>> Begin RECORDS FOR THE EXERCISE
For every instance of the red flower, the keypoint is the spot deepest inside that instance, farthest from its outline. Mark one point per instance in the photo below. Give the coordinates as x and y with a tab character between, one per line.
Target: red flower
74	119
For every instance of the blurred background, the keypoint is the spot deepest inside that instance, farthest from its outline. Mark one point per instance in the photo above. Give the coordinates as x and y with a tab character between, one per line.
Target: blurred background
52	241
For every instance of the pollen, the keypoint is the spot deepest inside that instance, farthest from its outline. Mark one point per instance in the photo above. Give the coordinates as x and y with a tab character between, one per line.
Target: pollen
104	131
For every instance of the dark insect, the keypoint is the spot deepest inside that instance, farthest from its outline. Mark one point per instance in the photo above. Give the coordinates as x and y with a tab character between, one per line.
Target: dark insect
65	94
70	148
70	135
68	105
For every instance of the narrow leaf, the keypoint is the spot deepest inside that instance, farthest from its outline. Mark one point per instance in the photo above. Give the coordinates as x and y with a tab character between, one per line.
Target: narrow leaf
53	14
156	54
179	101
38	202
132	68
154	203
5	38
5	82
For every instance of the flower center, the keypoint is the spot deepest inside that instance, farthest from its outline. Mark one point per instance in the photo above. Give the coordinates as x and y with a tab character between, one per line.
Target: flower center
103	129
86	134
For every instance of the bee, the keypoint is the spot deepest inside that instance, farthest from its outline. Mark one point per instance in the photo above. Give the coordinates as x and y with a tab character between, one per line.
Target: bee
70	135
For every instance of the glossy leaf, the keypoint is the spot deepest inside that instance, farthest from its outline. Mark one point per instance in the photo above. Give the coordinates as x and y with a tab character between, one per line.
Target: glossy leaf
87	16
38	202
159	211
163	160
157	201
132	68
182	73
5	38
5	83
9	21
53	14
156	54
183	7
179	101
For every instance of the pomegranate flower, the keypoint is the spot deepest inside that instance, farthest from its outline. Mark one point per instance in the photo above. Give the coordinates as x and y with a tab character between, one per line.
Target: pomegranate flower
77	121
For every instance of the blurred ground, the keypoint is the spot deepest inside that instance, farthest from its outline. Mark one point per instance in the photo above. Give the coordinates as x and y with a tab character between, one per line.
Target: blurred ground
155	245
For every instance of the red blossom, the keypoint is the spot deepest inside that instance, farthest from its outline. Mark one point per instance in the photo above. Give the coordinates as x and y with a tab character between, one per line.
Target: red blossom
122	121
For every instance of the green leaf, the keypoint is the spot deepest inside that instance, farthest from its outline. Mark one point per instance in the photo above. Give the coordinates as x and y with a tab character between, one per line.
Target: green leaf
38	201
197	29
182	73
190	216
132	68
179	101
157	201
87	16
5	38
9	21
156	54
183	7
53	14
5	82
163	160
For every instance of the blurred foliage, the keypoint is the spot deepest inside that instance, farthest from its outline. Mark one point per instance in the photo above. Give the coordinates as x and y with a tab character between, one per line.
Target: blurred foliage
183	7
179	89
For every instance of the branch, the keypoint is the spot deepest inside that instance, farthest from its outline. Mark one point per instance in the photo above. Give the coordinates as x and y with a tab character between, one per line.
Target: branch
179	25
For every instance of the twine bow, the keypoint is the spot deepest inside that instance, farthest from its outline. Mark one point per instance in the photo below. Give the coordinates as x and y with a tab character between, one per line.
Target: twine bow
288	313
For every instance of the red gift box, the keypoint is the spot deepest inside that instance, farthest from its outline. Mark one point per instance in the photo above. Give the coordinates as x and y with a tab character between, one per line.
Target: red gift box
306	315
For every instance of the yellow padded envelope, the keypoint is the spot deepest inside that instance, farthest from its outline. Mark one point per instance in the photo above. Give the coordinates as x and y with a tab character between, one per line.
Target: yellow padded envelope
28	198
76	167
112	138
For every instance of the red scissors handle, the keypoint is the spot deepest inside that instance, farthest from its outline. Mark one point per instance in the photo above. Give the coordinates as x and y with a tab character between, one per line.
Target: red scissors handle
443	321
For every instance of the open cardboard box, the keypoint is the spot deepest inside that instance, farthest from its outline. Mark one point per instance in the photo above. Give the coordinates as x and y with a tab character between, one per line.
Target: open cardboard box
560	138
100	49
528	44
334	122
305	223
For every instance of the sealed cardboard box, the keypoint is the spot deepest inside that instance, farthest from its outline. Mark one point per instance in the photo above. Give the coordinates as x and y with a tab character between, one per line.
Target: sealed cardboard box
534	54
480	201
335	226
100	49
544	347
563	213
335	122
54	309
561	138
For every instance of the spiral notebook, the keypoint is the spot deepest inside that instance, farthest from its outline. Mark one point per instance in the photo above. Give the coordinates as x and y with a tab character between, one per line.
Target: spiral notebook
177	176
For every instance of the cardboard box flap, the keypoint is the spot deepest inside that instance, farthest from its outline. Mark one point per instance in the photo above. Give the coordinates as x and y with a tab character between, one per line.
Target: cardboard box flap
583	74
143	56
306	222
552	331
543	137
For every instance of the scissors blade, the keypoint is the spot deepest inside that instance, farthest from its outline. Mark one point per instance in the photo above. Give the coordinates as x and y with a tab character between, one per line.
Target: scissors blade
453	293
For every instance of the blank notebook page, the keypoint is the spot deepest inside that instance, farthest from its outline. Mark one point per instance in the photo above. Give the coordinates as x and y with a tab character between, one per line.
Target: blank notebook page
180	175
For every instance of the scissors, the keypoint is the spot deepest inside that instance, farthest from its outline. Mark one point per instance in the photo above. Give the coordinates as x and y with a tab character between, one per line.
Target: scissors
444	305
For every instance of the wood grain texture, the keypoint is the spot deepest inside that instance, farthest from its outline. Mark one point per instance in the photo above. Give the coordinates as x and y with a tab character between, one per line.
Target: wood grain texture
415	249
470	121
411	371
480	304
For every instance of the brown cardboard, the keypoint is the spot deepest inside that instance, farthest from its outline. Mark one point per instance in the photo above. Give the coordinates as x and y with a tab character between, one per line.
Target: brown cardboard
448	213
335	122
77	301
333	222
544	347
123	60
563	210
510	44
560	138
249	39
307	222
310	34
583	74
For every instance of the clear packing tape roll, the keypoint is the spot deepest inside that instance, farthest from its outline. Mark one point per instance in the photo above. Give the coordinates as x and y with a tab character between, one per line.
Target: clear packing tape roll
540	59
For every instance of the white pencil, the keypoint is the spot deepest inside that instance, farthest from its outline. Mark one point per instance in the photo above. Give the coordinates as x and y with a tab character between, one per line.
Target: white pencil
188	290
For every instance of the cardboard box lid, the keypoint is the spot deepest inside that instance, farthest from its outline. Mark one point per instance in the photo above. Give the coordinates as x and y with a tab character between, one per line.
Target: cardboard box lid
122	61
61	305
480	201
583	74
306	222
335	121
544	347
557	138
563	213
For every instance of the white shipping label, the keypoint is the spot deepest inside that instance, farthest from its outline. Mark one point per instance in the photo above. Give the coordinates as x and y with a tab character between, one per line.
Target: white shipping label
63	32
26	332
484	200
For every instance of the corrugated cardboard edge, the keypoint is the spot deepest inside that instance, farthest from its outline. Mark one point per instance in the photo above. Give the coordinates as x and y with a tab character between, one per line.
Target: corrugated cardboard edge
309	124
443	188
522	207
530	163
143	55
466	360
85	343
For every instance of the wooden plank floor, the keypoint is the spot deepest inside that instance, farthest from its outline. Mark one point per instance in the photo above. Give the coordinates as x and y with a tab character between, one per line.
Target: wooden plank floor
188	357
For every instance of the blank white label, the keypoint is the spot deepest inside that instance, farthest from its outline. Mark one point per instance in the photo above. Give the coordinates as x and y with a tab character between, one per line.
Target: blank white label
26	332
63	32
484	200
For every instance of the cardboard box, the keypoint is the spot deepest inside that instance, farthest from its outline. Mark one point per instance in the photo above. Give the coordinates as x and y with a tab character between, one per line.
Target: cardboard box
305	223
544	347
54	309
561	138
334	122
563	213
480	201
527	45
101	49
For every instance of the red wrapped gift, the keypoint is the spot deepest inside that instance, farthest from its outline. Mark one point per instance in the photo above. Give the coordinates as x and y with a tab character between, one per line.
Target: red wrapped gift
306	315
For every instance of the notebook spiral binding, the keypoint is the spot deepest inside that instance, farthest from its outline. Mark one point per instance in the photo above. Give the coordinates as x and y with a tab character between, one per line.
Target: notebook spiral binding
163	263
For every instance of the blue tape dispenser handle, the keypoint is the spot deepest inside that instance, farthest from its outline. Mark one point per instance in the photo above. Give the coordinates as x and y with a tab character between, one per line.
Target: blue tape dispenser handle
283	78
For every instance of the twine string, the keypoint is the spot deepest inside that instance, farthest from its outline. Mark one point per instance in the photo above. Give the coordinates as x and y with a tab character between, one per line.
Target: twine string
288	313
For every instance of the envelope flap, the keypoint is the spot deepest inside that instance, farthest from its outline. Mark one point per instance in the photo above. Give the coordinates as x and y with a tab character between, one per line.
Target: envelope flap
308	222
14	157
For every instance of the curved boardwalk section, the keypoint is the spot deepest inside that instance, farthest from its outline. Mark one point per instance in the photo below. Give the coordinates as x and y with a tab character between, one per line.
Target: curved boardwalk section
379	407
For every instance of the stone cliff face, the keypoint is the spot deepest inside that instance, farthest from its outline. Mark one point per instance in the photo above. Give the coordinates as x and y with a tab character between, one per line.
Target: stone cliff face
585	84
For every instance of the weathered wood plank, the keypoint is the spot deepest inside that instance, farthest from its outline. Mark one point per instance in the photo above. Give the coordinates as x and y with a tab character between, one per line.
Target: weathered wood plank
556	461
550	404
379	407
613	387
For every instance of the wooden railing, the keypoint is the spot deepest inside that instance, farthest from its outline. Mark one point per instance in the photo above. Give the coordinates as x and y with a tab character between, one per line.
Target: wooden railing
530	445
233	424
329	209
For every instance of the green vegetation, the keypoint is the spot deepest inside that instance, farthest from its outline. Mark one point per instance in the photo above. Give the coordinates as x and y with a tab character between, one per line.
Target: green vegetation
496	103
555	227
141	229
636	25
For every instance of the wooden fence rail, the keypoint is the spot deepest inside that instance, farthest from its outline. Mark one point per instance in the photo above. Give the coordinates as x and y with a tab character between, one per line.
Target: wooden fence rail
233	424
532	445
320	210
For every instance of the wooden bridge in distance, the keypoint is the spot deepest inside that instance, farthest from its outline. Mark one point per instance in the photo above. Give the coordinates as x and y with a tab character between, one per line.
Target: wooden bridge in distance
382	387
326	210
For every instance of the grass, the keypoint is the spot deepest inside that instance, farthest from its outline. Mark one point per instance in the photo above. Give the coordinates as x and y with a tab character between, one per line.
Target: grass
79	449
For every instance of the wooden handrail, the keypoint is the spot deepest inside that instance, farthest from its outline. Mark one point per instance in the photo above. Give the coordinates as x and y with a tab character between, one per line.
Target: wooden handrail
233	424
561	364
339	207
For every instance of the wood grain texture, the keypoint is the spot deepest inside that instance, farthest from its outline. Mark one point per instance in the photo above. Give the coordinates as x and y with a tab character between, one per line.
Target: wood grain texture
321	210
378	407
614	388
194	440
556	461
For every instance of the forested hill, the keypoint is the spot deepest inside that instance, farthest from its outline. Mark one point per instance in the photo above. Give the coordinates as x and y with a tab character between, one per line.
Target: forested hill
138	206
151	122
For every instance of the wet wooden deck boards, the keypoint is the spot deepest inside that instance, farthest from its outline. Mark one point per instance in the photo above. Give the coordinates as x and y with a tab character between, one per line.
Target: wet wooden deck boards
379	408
>> End RECORDS FOR THE EXERCISE
TASK INSTRUCTIONS ->
Take the lines from the one containing "For every instance of the forested" to the last line of the material above and write them out exactly.

OUTPUT FOR THIS EXERCISE ->
For every instance of the forested hill, the keypoint is the spot deepest inside that instance, farthest from its outline. Mark one point per instance in the photo above. Give the coordinates as x and y with a tab character between, one per line.
Target: forested hill
138	206
151	122
For every instance of the wet wooden deck boards, the keypoint is the spot deepest inside that instance, farthest from its outline. Mark one point per instance in the photo above. Give the coordinates as x and y with a tab character between, one per line.
Target: wet wooden deck boards
379	408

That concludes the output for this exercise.